───── Data for analysis ─────
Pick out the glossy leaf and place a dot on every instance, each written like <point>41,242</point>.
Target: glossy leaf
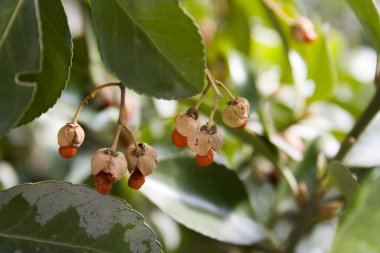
<point>61,217</point>
<point>36,71</point>
<point>321,66</point>
<point>341,178</point>
<point>365,152</point>
<point>210,200</point>
<point>56,58</point>
<point>152,46</point>
<point>368,15</point>
<point>17,20</point>
<point>358,228</point>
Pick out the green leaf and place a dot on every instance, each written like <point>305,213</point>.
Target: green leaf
<point>152,46</point>
<point>365,152</point>
<point>61,217</point>
<point>321,66</point>
<point>36,45</point>
<point>211,200</point>
<point>56,58</point>
<point>368,15</point>
<point>341,178</point>
<point>358,230</point>
<point>19,52</point>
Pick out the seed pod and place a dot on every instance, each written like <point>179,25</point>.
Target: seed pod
<point>67,151</point>
<point>143,158</point>
<point>71,134</point>
<point>235,115</point>
<point>186,123</point>
<point>108,161</point>
<point>205,160</point>
<point>303,30</point>
<point>178,140</point>
<point>203,140</point>
<point>136,180</point>
<point>199,142</point>
<point>103,182</point>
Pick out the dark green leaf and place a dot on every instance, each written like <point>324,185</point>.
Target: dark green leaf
<point>56,62</point>
<point>321,66</point>
<point>358,230</point>
<point>152,46</point>
<point>341,178</point>
<point>368,15</point>
<point>61,217</point>
<point>19,52</point>
<point>211,200</point>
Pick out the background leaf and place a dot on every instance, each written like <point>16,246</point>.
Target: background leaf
<point>211,201</point>
<point>56,62</point>
<point>365,152</point>
<point>341,177</point>
<point>152,46</point>
<point>18,38</point>
<point>358,230</point>
<point>61,217</point>
<point>368,15</point>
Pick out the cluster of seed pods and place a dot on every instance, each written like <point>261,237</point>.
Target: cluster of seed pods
<point>109,165</point>
<point>203,140</point>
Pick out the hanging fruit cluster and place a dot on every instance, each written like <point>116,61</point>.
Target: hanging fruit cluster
<point>109,165</point>
<point>203,140</point>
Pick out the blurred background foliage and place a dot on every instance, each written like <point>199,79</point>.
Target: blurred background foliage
<point>304,99</point>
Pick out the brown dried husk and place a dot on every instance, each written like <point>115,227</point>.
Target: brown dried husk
<point>185,124</point>
<point>199,142</point>
<point>106,160</point>
<point>71,135</point>
<point>146,160</point>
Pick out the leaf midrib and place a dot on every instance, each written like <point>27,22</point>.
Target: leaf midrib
<point>153,43</point>
<point>42,241</point>
<point>10,23</point>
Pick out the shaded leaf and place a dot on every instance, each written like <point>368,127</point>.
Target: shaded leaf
<point>368,15</point>
<point>321,66</point>
<point>211,201</point>
<point>61,217</point>
<point>341,178</point>
<point>358,230</point>
<point>19,52</point>
<point>56,58</point>
<point>152,46</point>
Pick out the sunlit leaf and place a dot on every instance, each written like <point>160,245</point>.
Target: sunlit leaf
<point>19,52</point>
<point>358,228</point>
<point>210,200</point>
<point>152,46</point>
<point>56,58</point>
<point>368,15</point>
<point>61,217</point>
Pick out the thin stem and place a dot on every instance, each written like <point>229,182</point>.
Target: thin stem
<point>377,76</point>
<point>351,138</point>
<point>276,8</point>
<point>91,96</point>
<point>218,96</point>
<point>203,95</point>
<point>116,139</point>
<point>232,97</point>
<point>131,135</point>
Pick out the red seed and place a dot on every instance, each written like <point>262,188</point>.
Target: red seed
<point>67,151</point>
<point>178,140</point>
<point>205,160</point>
<point>136,180</point>
<point>103,182</point>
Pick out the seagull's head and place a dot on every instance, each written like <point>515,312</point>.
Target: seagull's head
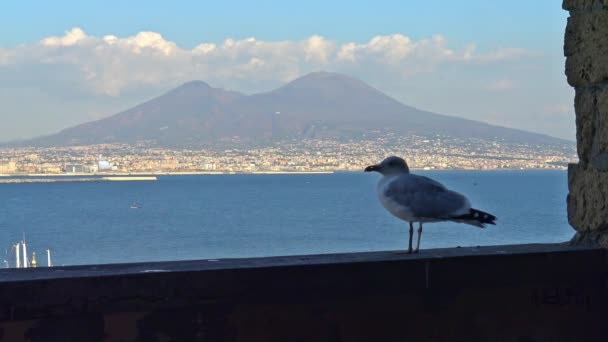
<point>390,166</point>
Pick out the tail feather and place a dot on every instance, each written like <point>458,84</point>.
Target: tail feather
<point>476,218</point>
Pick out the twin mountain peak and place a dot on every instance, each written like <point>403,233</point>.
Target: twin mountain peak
<point>319,105</point>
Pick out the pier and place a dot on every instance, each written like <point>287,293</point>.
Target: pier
<point>72,180</point>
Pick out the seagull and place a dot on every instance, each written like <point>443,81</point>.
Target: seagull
<point>414,198</point>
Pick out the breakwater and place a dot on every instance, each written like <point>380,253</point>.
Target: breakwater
<point>71,180</point>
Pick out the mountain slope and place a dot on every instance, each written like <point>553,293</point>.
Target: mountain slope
<point>316,105</point>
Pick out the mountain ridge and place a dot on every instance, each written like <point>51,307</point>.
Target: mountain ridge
<point>316,105</point>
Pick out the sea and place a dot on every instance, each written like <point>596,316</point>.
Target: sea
<point>252,215</point>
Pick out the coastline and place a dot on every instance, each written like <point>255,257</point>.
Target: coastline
<point>194,173</point>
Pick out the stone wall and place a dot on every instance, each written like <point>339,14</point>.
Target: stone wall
<point>586,51</point>
<point>498,293</point>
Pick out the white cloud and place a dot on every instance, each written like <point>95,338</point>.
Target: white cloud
<point>71,37</point>
<point>501,85</point>
<point>111,65</point>
<point>560,108</point>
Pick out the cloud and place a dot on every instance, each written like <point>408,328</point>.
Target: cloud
<point>560,108</point>
<point>501,85</point>
<point>111,65</point>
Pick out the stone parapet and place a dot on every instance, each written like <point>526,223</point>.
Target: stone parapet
<point>586,51</point>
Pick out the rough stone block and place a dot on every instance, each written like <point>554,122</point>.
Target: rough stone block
<point>591,106</point>
<point>573,5</point>
<point>586,48</point>
<point>587,199</point>
<point>584,106</point>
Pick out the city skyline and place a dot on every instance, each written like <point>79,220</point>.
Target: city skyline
<point>466,60</point>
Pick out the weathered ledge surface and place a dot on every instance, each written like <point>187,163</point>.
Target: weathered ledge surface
<point>531,292</point>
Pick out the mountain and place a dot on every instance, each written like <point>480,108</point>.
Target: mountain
<point>317,105</point>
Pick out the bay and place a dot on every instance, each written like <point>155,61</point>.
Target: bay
<point>227,216</point>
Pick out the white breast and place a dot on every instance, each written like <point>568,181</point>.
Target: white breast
<point>393,207</point>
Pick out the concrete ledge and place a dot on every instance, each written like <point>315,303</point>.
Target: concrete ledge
<point>540,292</point>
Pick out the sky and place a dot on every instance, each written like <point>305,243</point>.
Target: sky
<point>65,62</point>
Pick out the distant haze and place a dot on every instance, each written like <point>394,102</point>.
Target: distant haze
<point>494,62</point>
<point>317,105</point>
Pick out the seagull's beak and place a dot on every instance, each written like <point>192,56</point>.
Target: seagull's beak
<point>372,168</point>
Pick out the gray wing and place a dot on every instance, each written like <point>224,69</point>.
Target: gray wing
<point>426,198</point>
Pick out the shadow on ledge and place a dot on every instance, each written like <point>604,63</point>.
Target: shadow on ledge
<point>549,292</point>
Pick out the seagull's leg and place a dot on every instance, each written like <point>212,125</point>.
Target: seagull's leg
<point>409,250</point>
<point>419,236</point>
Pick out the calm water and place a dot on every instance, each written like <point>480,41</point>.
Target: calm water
<point>219,216</point>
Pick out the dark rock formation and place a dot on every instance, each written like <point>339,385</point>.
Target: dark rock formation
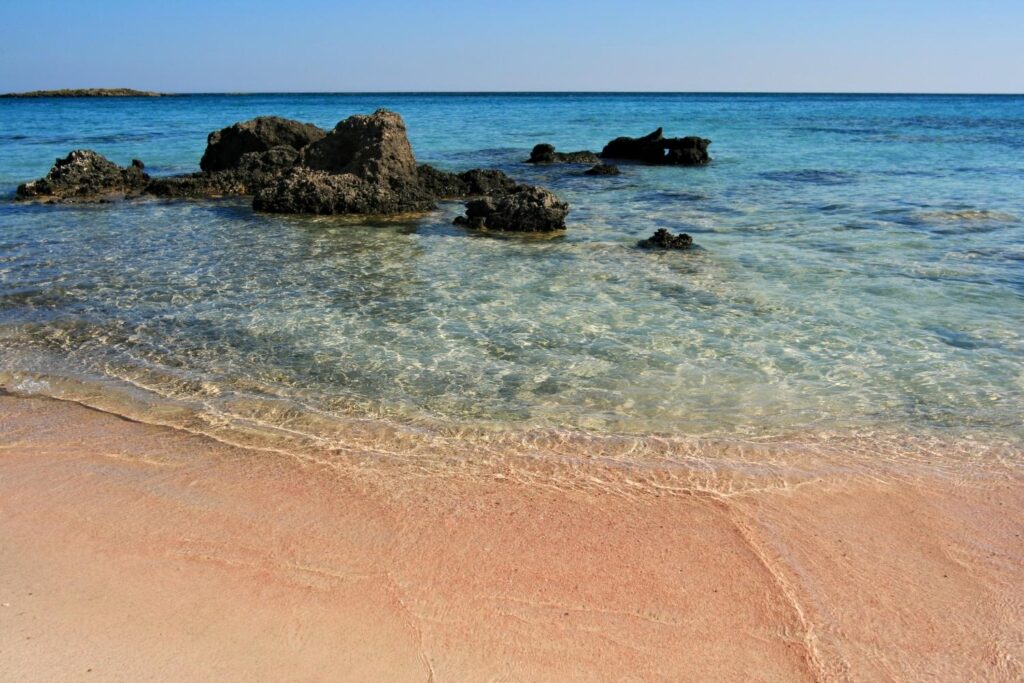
<point>477,182</point>
<point>85,176</point>
<point>602,169</point>
<point>254,170</point>
<point>655,148</point>
<point>365,166</point>
<point>308,190</point>
<point>373,147</point>
<point>225,147</point>
<point>525,209</point>
<point>663,239</point>
<point>545,154</point>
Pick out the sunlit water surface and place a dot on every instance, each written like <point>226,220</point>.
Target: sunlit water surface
<point>860,267</point>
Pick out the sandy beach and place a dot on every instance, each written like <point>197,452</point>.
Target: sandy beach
<point>135,552</point>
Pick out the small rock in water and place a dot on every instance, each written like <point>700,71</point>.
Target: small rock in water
<point>85,176</point>
<point>663,239</point>
<point>524,209</point>
<point>545,154</point>
<point>602,169</point>
<point>656,148</point>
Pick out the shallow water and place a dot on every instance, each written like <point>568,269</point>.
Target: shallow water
<point>860,269</point>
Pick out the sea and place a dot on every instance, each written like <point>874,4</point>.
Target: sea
<point>857,278</point>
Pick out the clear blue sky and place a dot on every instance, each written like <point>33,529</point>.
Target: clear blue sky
<point>356,45</point>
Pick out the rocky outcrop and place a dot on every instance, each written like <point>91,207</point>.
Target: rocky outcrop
<point>655,148</point>
<point>374,147</point>
<point>602,169</point>
<point>663,239</point>
<point>85,176</point>
<point>525,209</point>
<point>226,146</point>
<point>545,154</point>
<point>253,171</point>
<point>307,190</point>
<point>477,182</point>
<point>364,166</point>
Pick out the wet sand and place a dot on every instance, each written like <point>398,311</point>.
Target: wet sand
<point>135,552</point>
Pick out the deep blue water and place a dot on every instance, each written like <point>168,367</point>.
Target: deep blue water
<point>861,265</point>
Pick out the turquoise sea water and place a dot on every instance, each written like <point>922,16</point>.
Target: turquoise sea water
<point>861,266</point>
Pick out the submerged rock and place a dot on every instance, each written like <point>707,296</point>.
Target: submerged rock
<point>85,176</point>
<point>525,209</point>
<point>663,239</point>
<point>545,154</point>
<point>254,170</point>
<point>477,182</point>
<point>226,146</point>
<point>602,169</point>
<point>655,148</point>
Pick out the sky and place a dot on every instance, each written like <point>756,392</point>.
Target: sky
<point>462,45</point>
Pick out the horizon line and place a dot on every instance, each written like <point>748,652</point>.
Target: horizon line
<point>540,92</point>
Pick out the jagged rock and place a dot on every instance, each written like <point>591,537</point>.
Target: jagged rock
<point>309,190</point>
<point>663,239</point>
<point>85,176</point>
<point>253,171</point>
<point>225,147</point>
<point>545,154</point>
<point>477,182</point>
<point>655,148</point>
<point>364,166</point>
<point>602,169</point>
<point>373,147</point>
<point>525,209</point>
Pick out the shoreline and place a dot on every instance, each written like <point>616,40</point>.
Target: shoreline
<point>131,544</point>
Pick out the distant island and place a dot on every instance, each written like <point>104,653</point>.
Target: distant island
<point>87,92</point>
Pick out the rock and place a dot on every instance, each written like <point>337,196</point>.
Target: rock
<point>364,166</point>
<point>225,147</point>
<point>525,209</point>
<point>85,176</point>
<point>253,171</point>
<point>655,148</point>
<point>545,154</point>
<point>602,169</point>
<point>373,147</point>
<point>663,239</point>
<point>477,182</point>
<point>309,190</point>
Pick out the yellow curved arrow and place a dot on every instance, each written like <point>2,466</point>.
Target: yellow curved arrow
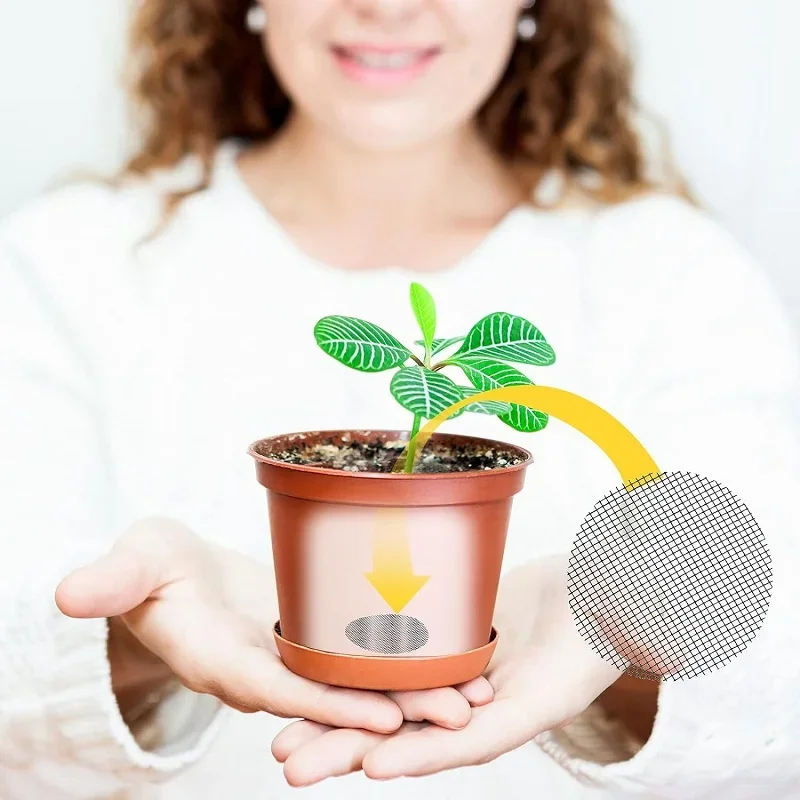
<point>633,462</point>
<point>393,575</point>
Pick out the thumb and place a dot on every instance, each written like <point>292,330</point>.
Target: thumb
<point>113,585</point>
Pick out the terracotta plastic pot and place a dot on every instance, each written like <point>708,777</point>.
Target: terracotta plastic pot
<point>386,581</point>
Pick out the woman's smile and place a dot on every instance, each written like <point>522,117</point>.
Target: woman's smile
<point>384,67</point>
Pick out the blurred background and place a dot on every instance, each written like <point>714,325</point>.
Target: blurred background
<point>723,74</point>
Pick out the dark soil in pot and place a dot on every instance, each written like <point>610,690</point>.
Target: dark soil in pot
<point>376,455</point>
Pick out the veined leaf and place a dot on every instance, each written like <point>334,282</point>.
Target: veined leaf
<point>359,344</point>
<point>441,344</point>
<point>425,311</point>
<point>491,407</point>
<point>508,337</point>
<point>423,391</point>
<point>486,374</point>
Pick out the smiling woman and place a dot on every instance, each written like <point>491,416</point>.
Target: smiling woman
<point>313,158</point>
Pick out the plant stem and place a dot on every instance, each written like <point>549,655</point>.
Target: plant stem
<point>412,445</point>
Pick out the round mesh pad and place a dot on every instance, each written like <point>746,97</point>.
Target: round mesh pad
<point>671,579</point>
<point>389,634</point>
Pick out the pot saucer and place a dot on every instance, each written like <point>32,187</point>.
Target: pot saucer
<point>382,673</point>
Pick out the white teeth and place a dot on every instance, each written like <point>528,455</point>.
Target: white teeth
<point>385,60</point>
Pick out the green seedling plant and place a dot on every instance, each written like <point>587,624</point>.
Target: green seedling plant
<point>484,357</point>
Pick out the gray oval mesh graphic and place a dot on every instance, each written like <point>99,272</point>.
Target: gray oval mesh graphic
<point>389,634</point>
<point>671,579</point>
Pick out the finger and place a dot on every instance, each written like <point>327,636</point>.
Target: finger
<point>111,586</point>
<point>336,753</point>
<point>445,707</point>
<point>493,730</point>
<point>295,736</point>
<point>211,651</point>
<point>478,692</point>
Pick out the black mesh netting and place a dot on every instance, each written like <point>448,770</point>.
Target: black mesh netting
<point>671,579</point>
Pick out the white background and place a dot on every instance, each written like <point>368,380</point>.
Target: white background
<point>724,74</point>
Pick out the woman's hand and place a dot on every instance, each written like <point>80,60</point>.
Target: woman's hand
<point>543,675</point>
<point>179,606</point>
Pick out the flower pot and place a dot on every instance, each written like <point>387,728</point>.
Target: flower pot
<point>387,581</point>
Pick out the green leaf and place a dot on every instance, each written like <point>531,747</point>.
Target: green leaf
<point>359,344</point>
<point>423,391</point>
<point>507,337</point>
<point>486,374</point>
<point>491,407</point>
<point>437,345</point>
<point>425,312</point>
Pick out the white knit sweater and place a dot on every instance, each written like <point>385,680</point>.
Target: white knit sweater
<point>132,380</point>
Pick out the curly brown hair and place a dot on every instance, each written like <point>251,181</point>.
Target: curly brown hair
<point>565,102</point>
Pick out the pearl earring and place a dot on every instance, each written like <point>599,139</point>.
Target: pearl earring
<point>256,18</point>
<point>526,25</point>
─────
### Task goal
Given the records above, reproduce precisely and only the lines between the line holding "Target: tail feather" and the line holding "Pick out the seagull and", inclusive.

### Result of this exercise
Target: tail feather
<point>476,218</point>
Pick out the twin mountain peak and place a dot on every instance, each written like <point>403,233</point>.
Target: twin mountain peak
<point>319,105</point>
Pick out the pier and place a dot on every instance, each written like <point>287,293</point>.
Target: pier
<point>72,180</point>
Pick out the seagull and place a dot on every instance, each written like <point>443,81</point>.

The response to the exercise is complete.